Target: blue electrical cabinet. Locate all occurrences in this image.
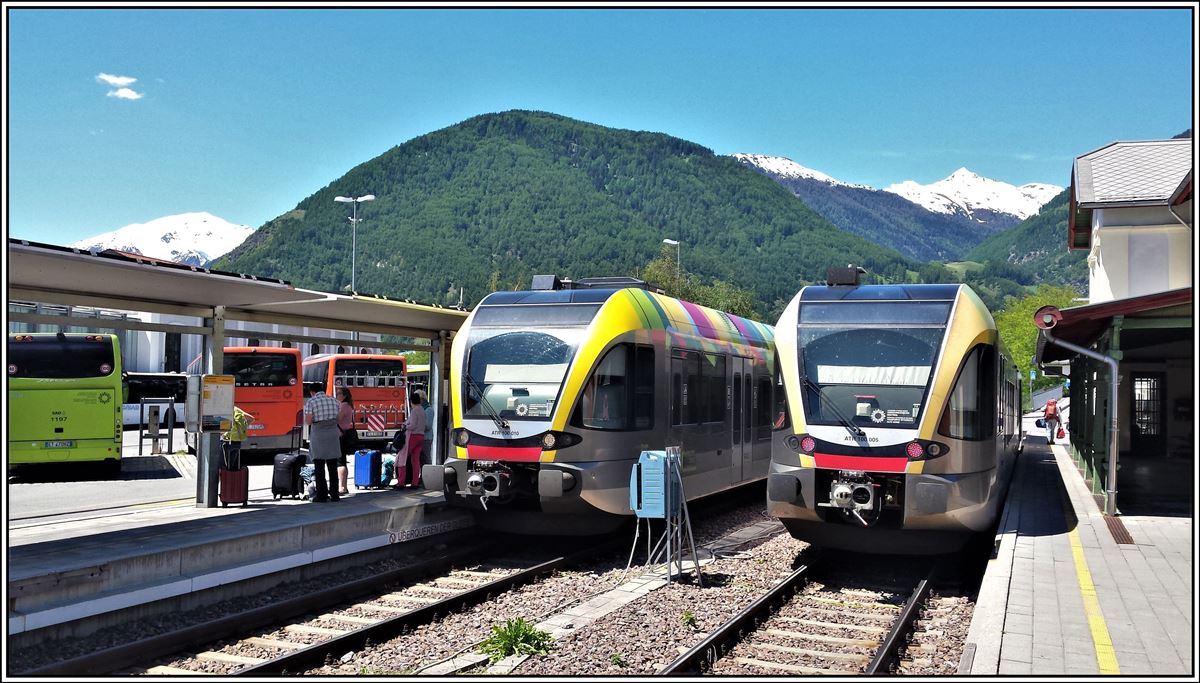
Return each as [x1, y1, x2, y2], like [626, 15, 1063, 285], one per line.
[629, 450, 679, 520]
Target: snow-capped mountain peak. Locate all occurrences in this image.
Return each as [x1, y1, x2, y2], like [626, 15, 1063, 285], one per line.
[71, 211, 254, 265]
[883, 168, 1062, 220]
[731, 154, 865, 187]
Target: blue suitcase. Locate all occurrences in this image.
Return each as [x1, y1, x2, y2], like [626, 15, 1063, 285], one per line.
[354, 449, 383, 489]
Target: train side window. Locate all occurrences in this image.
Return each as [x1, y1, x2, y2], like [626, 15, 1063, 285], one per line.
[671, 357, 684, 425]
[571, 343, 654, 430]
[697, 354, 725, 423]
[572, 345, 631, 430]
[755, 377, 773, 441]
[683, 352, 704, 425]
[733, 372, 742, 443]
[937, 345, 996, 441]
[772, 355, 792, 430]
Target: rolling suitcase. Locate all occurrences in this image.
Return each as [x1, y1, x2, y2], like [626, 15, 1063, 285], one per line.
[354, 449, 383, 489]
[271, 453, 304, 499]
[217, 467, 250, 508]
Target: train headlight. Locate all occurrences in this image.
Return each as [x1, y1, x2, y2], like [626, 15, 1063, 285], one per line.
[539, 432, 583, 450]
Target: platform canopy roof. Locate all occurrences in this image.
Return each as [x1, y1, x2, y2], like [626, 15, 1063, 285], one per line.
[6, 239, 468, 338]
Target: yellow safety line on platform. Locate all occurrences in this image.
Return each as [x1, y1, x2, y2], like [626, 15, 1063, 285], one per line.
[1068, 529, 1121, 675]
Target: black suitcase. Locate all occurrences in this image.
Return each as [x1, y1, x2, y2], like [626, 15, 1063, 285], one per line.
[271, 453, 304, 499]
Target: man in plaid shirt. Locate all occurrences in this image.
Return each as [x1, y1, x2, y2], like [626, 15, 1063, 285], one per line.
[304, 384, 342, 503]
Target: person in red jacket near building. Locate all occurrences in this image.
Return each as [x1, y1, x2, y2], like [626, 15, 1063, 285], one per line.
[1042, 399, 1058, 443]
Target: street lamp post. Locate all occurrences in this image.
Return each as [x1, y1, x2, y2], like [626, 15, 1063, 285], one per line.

-----

• **Aim**: Reproduce all of the data above, substituting "instances" for every "occurrences" and keeping everything else the same. Leave the pictures out.

• **Task solution**:
Target: blue electrical cabinet. Locate all instances in this image.
Return each as [x1, y1, x2, y2], like [626, 15, 1063, 285], one per line.
[629, 450, 679, 520]
Target: snow-capped mountain peak. Locate all instances in this image.
Return each as [x1, y1, x2, y2], like [626, 15, 1063, 285], one per line.
[71, 211, 254, 265]
[883, 168, 1062, 220]
[731, 154, 865, 187]
Target: blue suitcase. Locate all instances in this image.
Return each as [x1, y1, x2, y2], like [626, 15, 1063, 285], one per line.
[354, 449, 383, 489]
Target: train side window. Locate all instances in this image.
Return each as [x1, y1, x2, y2], like [626, 15, 1063, 285], one per line.
[671, 357, 684, 425]
[571, 343, 654, 430]
[697, 354, 725, 423]
[572, 345, 631, 430]
[755, 377, 773, 441]
[683, 352, 704, 425]
[733, 372, 742, 443]
[937, 345, 996, 441]
[772, 355, 792, 430]
Target: rolling suitcase. Locate all instances in this image.
Return each as [x1, y1, x2, y2], like [626, 15, 1063, 285], one per line.
[354, 449, 383, 489]
[271, 453, 304, 499]
[217, 467, 250, 508]
Target: train headlight. Locate all instances in this image.
Return each as [x1, y1, x2, y2], like [626, 15, 1063, 285], one per line.
[539, 432, 583, 450]
Target: platform canopy roof. Locate all instances in this image.
Return each as [x1, y1, x2, y2], like [626, 15, 1063, 285], one per line.
[6, 239, 468, 338]
Target: yellow safety line on platform. Locate all instances in this image.
Return each as [x1, y1, x2, y2], like [626, 15, 1063, 285], one per line.
[1068, 529, 1121, 675]
Target: black suitcase. Locate all instances in this image.
Return each as [x1, y1, x2, y2], like [626, 15, 1063, 285], one per line.
[271, 453, 304, 499]
Target: man in plaid shirt. Locate all instances in this image.
Return each as [x1, y1, x2, y2], like [626, 15, 1063, 285], one per line.
[304, 384, 342, 503]
Target: person in red jacket near building. Locate all instances in this image.
Return each as [x1, y1, x2, y2], like [626, 15, 1063, 285], one per line.
[1042, 399, 1058, 443]
Target: street lamp post. Locate all instances in this image.
Return each as [x1, y1, x2, y2], like [626, 15, 1063, 285], one per line.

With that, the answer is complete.